Exercise prompt:
Decide whether each statement below agrees with the page on wastewater sampling in Gothenburg, and answer yes or no with the words from the page that settle it, quoted exactly.
1. Wastewater sample collection at Ryaverket started in week 7 of 2020.
2. The amount of wastewater coming from households varies greatly over the year.
3. Helene Norder carried out the wastewater sample collections.

Document section:
----
Introduction
This project is led by Professor Helene Norder (University of Gothenburg, GU), and supported by co-workers from the University of Gothenburg and Sahlgrenska University Hospital (Hao Wang, Marianela Patzi Churqui, Timur Tunovic, Fredy Saguti, and Kristina Nyström). The wastewater sample collections were performed by Lucica Enache at Ryaverket, Gryaab AB, Gothenburg.
The data and visualisation on this page are usually updated weekly.
Wastewater collection sites
Influent wastewater samples were collected from Ryaverket wastewater treatment plant (WWTP) in Gothenburg. Wastewater sample collection began on February 10th (week 7) of 2020. Ryaverket WWTP receives wastewater from the households of more than 790,000 residents of Gothenburg, as well as from industry in the area. Wastewater is also received from residents and industry in surrounding municipalities, including Ale, Härryda, Kungälv, Lerum, Mölndal, and Partille, as well as storm and snow-melt water from older parts of Gothenburg. The amount of wastewater from households remains relatively consistent throughout the year. However, the amount of wastewater overall can be affected by the weather (with higher precipitation resulting in greater amounts). More information about the sample location, sample week, volume, and influent wastewater flow, is available in Wang et al. (2022).
----
Material supplied:

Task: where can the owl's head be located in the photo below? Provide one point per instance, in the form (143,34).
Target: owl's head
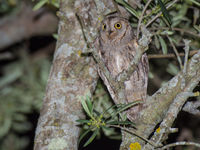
(116,30)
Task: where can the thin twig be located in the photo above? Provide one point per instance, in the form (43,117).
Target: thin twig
(186,48)
(127,130)
(180,143)
(178,29)
(141,17)
(176,52)
(158,15)
(157,56)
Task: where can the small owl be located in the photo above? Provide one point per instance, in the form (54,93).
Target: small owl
(116,46)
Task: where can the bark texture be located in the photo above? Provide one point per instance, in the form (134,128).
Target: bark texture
(73,76)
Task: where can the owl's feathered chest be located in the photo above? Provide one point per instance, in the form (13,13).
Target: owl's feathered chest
(117,59)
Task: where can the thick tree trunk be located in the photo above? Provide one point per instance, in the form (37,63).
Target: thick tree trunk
(73,76)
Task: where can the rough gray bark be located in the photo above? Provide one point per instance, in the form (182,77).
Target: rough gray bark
(73,76)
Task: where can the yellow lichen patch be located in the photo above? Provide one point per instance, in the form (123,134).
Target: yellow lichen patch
(79,53)
(158,130)
(197,93)
(135,146)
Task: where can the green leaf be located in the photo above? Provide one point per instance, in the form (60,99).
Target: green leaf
(195,2)
(85,107)
(163,45)
(164,11)
(91,138)
(89,104)
(156,41)
(82,121)
(83,135)
(128,7)
(39,4)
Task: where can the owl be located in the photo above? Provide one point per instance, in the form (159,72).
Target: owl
(116,45)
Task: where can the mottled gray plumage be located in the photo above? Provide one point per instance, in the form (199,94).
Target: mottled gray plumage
(116,45)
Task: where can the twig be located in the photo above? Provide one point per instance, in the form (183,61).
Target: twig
(158,15)
(176,52)
(127,130)
(141,17)
(180,143)
(156,56)
(177,29)
(192,107)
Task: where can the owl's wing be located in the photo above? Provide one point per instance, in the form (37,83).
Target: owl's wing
(136,87)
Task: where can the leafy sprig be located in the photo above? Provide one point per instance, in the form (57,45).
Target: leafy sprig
(96,120)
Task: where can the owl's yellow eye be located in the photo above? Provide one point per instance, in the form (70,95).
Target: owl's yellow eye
(104,26)
(118,25)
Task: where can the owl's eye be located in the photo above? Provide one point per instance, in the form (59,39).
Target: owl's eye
(118,25)
(104,26)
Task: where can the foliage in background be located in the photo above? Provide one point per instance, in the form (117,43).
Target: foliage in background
(22,87)
(112,116)
(22,81)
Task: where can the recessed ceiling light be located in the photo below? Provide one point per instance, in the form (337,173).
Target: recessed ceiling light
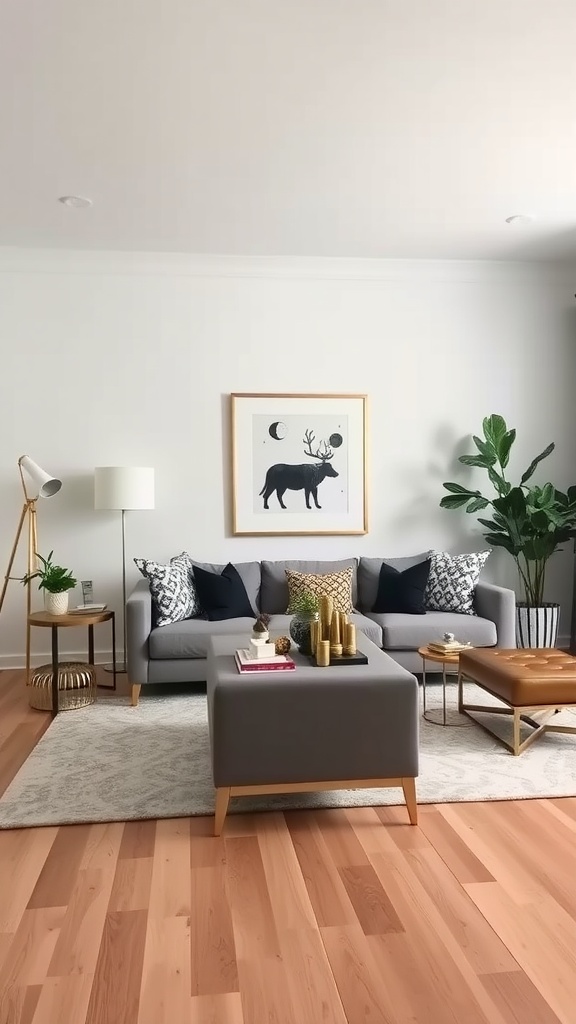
(79,202)
(520,218)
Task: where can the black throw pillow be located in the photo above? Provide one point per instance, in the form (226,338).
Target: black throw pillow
(403,592)
(223,595)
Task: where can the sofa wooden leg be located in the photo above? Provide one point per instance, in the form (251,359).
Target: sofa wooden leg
(222,799)
(409,786)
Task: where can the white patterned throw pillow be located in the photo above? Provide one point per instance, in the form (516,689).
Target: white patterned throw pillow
(452,581)
(172,589)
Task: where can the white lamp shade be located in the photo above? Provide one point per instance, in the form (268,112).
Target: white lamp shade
(123,487)
(47,485)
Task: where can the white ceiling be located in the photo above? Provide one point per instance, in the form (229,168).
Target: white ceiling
(369,128)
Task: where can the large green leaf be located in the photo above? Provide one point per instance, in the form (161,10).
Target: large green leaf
(478,504)
(453,501)
(497,481)
(477,460)
(504,448)
(485,448)
(500,541)
(494,428)
(543,455)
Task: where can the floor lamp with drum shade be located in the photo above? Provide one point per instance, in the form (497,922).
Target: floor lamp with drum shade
(44,485)
(123,488)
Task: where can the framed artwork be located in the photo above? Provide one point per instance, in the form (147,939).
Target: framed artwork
(298,464)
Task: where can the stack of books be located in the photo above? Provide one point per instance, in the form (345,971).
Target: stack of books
(245,662)
(448,646)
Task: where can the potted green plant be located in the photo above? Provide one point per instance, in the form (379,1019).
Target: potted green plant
(304,609)
(55,582)
(529,521)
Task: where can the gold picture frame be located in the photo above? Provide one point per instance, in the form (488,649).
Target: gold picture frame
(299,464)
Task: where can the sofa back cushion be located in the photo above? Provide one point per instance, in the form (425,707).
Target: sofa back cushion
(274,591)
(249,572)
(369,576)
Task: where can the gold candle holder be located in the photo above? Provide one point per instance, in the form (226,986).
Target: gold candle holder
(326,608)
(323,653)
(314,634)
(350,644)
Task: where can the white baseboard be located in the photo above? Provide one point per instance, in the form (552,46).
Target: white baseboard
(18,660)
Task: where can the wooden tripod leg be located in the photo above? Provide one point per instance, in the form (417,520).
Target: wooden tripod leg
(222,799)
(409,786)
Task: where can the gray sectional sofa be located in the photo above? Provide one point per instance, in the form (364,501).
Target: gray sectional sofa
(176,653)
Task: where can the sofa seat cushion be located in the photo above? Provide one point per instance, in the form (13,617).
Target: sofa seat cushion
(401,632)
(190,638)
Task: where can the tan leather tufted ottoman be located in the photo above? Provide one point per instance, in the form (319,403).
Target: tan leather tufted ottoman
(530,681)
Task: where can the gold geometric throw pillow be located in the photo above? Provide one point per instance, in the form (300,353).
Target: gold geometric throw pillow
(334,585)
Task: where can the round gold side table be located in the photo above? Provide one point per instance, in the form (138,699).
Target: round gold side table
(53,623)
(77,686)
(445,659)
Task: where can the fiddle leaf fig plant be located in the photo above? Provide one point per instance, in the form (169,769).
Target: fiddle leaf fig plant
(529,521)
(53,579)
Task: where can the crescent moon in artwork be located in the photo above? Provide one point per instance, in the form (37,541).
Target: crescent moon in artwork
(278,430)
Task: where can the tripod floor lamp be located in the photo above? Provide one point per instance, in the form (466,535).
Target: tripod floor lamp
(123,488)
(45,486)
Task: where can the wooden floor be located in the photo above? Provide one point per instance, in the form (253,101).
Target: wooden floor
(305,918)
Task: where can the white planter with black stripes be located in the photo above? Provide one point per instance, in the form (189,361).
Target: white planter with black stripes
(536,627)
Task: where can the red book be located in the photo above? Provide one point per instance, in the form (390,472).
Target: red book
(245,664)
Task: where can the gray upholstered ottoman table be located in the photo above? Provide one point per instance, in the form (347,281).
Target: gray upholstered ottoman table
(340,727)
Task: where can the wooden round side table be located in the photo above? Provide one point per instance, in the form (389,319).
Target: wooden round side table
(444,659)
(53,623)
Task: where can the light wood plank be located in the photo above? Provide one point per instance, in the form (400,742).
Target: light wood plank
(131,884)
(212,947)
(165,994)
(225,1009)
(253,921)
(545,952)
(519,999)
(170,895)
(58,872)
(23,856)
(326,890)
(116,989)
(64,999)
(289,897)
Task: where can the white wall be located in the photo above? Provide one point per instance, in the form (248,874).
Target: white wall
(119,358)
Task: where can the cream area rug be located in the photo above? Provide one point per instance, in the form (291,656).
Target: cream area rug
(110,762)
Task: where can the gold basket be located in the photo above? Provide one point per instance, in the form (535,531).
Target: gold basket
(77,686)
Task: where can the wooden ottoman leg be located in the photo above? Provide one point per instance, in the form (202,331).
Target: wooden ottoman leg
(409,786)
(516,737)
(222,799)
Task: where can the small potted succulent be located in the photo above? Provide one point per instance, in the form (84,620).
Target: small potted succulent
(55,582)
(304,609)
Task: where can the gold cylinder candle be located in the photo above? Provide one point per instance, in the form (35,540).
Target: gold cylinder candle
(314,634)
(326,608)
(350,643)
(323,652)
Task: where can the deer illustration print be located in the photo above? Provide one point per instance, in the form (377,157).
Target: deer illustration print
(306,477)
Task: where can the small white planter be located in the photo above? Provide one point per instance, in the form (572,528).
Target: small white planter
(537,627)
(55,604)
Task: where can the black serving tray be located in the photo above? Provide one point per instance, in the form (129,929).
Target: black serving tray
(358,658)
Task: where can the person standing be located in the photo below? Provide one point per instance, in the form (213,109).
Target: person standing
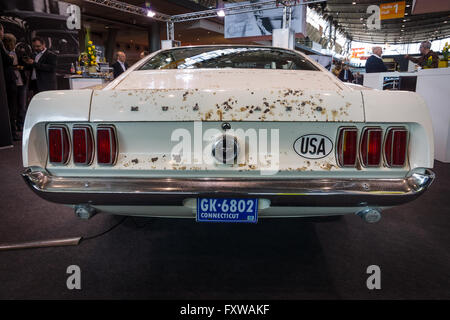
(21,94)
(346,75)
(43,74)
(429,58)
(121,64)
(143,54)
(375,63)
(10,84)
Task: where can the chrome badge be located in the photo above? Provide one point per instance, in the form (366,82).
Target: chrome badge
(225,149)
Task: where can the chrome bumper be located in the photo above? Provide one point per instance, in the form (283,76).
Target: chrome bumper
(336,192)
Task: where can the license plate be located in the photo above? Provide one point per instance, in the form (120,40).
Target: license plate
(227,210)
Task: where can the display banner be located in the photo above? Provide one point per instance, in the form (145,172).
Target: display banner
(5,127)
(393,10)
(260,23)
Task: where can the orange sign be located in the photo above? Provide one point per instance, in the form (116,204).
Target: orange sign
(393,10)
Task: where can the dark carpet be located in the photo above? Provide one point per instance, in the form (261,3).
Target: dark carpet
(181,259)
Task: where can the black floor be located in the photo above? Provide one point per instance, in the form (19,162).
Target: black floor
(178,258)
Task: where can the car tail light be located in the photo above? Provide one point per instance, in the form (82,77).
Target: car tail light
(370,149)
(106,145)
(58,145)
(82,145)
(395,147)
(347,147)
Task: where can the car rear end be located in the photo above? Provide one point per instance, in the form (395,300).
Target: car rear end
(234,145)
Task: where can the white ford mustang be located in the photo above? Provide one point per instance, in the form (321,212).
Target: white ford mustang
(228,134)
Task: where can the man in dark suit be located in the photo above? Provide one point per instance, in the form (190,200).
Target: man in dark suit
(346,75)
(10,83)
(121,64)
(375,63)
(43,66)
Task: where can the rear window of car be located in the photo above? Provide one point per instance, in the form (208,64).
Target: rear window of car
(228,58)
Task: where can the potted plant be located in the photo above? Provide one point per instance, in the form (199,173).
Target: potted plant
(445,53)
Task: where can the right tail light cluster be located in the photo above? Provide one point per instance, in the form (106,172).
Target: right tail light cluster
(371,150)
(82,145)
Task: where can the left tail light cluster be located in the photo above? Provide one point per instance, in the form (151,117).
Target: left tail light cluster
(81,144)
(370,149)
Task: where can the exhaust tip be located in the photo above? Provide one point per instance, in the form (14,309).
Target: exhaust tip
(369,215)
(84,211)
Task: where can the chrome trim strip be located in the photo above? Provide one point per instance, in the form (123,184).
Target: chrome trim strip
(337,192)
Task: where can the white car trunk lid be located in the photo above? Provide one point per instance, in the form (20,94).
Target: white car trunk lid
(227,95)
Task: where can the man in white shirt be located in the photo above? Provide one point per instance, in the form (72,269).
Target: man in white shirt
(121,65)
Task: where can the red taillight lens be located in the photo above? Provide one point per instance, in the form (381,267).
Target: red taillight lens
(106,145)
(347,147)
(395,147)
(370,150)
(58,145)
(82,145)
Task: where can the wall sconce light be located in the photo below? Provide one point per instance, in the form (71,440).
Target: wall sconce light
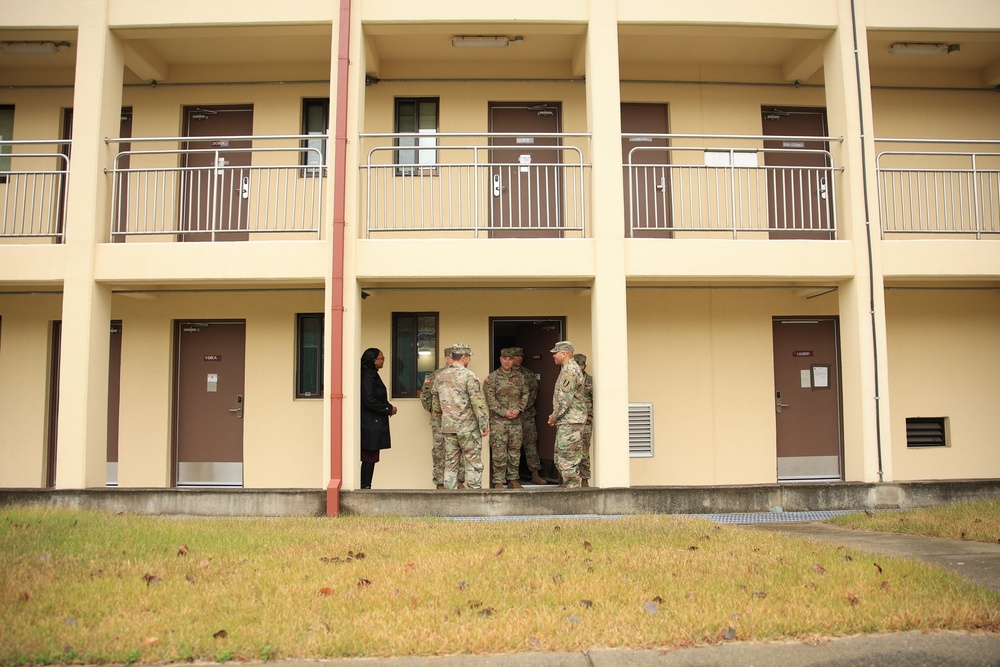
(33,48)
(922,48)
(484,41)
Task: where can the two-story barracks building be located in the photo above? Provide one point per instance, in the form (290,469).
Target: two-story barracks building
(773,227)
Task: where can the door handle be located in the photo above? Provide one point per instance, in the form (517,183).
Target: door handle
(239,407)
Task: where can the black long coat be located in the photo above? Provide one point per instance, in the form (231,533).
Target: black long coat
(375,411)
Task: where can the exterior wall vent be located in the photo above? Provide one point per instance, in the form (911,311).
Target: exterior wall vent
(926,432)
(640,430)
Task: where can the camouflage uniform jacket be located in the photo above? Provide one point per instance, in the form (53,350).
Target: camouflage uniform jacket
(532,383)
(568,403)
(588,394)
(505,391)
(458,398)
(425,394)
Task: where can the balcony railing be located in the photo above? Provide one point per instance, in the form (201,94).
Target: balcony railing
(474,185)
(729,186)
(236,189)
(33,184)
(940,190)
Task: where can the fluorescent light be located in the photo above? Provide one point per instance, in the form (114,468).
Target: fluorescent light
(922,48)
(480,42)
(33,48)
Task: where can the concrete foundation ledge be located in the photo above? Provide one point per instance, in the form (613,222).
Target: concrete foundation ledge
(532,501)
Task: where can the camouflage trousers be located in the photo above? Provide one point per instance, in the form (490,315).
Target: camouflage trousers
(505,448)
(588,433)
(529,438)
(569,452)
(463,450)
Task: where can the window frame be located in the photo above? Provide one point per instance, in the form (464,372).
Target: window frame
(419,149)
(323,105)
(314,374)
(402,363)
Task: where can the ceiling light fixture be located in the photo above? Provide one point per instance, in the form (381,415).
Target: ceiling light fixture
(922,48)
(33,48)
(484,41)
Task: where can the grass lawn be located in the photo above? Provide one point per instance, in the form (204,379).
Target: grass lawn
(977,521)
(88,587)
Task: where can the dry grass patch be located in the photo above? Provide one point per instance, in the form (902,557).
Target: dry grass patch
(978,521)
(97,588)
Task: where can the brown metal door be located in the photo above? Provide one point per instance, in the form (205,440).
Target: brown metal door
(647,177)
(536,336)
(525,179)
(799,190)
(807,399)
(114,400)
(209,403)
(216,179)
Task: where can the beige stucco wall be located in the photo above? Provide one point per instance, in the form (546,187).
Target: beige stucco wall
(945,360)
(25,353)
(704,358)
(463,317)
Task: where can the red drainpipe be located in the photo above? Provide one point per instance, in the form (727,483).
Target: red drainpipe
(337,283)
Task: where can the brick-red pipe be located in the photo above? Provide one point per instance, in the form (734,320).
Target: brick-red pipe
(337,283)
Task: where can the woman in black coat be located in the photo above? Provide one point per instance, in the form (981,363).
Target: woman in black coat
(375,412)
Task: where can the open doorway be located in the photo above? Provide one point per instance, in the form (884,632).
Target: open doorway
(536,336)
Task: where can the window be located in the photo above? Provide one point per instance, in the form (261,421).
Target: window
(315,120)
(6,134)
(414,352)
(419,116)
(309,355)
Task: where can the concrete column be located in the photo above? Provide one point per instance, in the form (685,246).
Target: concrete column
(867,452)
(610,460)
(83,384)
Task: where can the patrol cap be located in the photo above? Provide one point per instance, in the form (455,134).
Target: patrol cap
(563,346)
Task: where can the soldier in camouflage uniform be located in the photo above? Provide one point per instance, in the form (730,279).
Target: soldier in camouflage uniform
(529,429)
(506,398)
(437,448)
(458,397)
(588,427)
(569,415)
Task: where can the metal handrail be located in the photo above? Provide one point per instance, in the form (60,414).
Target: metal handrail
(32,199)
(939,192)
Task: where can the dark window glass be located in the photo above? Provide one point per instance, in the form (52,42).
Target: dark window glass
(414,351)
(309,355)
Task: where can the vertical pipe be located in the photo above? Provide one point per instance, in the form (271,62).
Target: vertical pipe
(337,280)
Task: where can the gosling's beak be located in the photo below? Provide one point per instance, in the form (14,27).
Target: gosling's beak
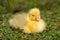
(37,18)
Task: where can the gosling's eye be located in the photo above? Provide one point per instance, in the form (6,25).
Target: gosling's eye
(32,15)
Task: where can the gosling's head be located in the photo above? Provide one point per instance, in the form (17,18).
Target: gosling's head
(34,14)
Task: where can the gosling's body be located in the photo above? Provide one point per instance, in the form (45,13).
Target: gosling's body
(30,23)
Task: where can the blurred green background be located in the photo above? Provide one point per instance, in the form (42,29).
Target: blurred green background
(50,12)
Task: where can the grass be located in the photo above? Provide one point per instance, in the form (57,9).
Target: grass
(50,12)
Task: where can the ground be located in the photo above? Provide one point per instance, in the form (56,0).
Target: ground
(50,12)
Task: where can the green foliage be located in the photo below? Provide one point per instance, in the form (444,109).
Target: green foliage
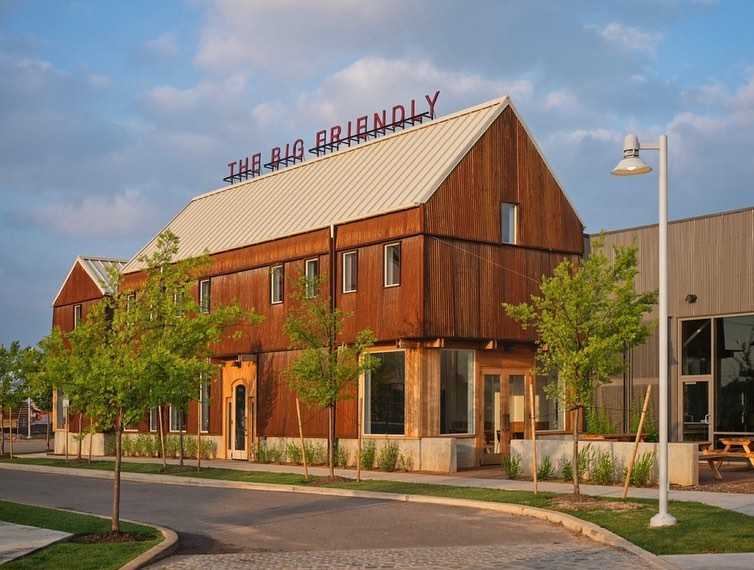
(546,469)
(565,466)
(598,421)
(388,456)
(604,468)
(368,454)
(643,470)
(512,465)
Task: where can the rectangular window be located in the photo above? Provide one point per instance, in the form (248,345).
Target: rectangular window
(311,271)
(392,265)
(384,387)
(350,271)
(204,399)
(457,391)
(205,294)
(508,222)
(177,419)
(696,351)
(154,419)
(734,374)
(276,284)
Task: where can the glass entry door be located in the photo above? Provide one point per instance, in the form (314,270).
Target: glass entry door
(493,419)
(238,423)
(696,411)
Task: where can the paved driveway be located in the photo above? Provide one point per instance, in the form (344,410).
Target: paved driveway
(264,529)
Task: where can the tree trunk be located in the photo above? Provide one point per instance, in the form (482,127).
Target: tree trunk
----
Response area:
1. Yes: "Wastewater sample collection began on February 10th (week 7) of 2020."
2. No: "The amount of wastewater from households remains relatively consistent throughout the year."
3. No: "The wastewater sample collections were performed by Lucica Enache at Ryaverket, Gryaab AB, Gothenburg."